__WORK INSTRUCTIONS__. Copy out every line in the rows below that contains the string "photo".

__GIVEN RECORDS__.
= = = = =

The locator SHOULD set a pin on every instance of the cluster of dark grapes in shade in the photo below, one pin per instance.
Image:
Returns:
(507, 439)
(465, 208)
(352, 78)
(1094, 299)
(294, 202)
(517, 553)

= = = = =

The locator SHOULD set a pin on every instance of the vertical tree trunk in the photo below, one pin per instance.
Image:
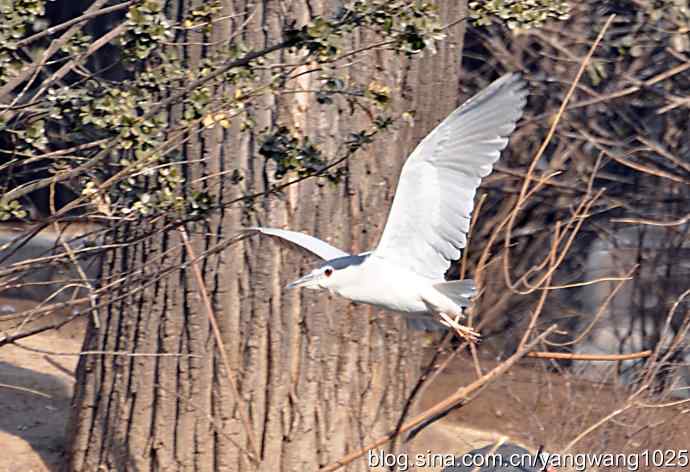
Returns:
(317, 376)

= = = = =

__SOLUTION FOR THIS TASK__.
The locator SHOULD set a pin on every instance of the cluster of dark grapes in shade in the photo below, one pin per instance.
The locator SHOULD set a pin on every instance of the vertical tree trunk in the photo below, one pin per instance.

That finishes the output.